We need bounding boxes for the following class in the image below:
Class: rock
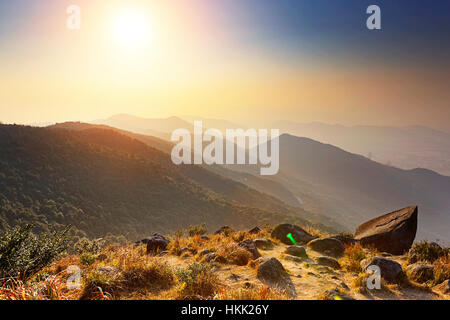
[408,242,445,264]
[203,252,227,263]
[321,290,355,300]
[355,206,417,255]
[285,246,308,258]
[159,251,169,257]
[361,257,402,282]
[406,263,434,283]
[238,239,261,259]
[308,238,345,257]
[97,266,118,276]
[214,226,234,235]
[282,254,303,262]
[255,239,274,250]
[147,233,170,254]
[248,227,261,234]
[330,234,358,246]
[257,257,297,297]
[271,224,316,245]
[199,249,212,257]
[433,279,450,294]
[316,257,341,269]
[135,238,150,246]
[228,273,241,281]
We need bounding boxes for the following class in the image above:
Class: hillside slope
[0,125,338,238]
[230,134,450,242]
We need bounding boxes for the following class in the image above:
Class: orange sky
[0,1,450,131]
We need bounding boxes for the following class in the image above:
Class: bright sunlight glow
[112,9,154,50]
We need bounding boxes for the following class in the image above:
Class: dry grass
[214,286,291,300]
[433,254,450,285]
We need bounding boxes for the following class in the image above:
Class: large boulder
[147,233,170,254]
[256,257,297,297]
[238,239,261,259]
[271,223,316,245]
[361,257,402,282]
[355,206,417,255]
[308,238,345,257]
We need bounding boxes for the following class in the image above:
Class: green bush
[408,241,446,263]
[0,224,70,281]
[74,238,103,255]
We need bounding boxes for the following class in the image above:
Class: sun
[112,9,154,50]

*Task statement:* Arrange every line of the records above as a Markdown table with the columns Row and Record line, numbering the rows and skipping blank lines. Leave the pictures out of the table.

*Output:*
| Row | Record line |
|---|---|
| 1 | We need bounding boxes for the following class in the image below: |
| 2 | Class: rock |
| 3 | [408,242,445,264] |
| 4 | [203,252,227,263] |
| 5 | [321,290,355,300] |
| 6 | [355,206,417,255] |
| 7 | [285,246,308,258] |
| 8 | [159,251,169,257] |
| 9 | [361,257,402,282] |
| 10 | [406,263,434,283] |
| 11 | [238,239,261,259] |
| 12 | [308,238,345,257] |
| 13 | [97,266,118,276] |
| 14 | [214,226,234,235] |
| 15 | [282,254,303,262] |
| 16 | [255,239,274,250] |
| 17 | [147,233,170,254] |
| 18 | [248,227,261,234] |
| 19 | [330,234,358,246] |
| 20 | [257,257,297,297] |
| 21 | [271,224,316,245] |
| 22 | [199,249,212,257] |
| 23 | [433,279,450,294] |
| 24 | [316,257,341,269] |
| 25 | [135,238,150,246] |
| 26 | [228,273,241,281] |
| 27 | We need bounding boxes for the following class in the image above: |
| 28 | Class: hillside slope |
| 29 | [0,125,338,238] |
| 30 | [230,134,450,242] |
| 31 | We need bounding boxes for the following class in the image above: |
| 32 | Class: orange sky |
| 33 | [0,1,450,131] |
| 34 | We need bounding boxes for the following class in the image above: |
| 35 | Class: bright sunlight glow |
| 36 | [112,9,154,50] |
| 37 | We need bounding boxes for the following class in the image above: |
| 38 | Class: dry grass |
| 39 | [214,286,291,300] |
| 40 | [433,254,450,285] |
| 41 | We need bounding boxes for the following class in the image above: |
| 42 | Class: large boulder |
| 43 | [147,233,170,254] |
| 44 | [256,257,297,297] |
| 45 | [238,239,261,259] |
| 46 | [271,223,316,245] |
| 47 | [361,257,402,282] |
| 48 | [355,206,417,255] |
| 49 | [308,238,345,257] |
| 50 | We need bounding boxes for the following class in the image above: |
| 51 | Class: green bush |
| 52 | [408,241,446,263] |
| 53 | [0,224,70,281] |
| 54 | [74,238,103,255] |
| 55 | We need bounding boxes for the following class in the image above: |
| 56 | Class: sun |
| 57 | [112,9,154,50] |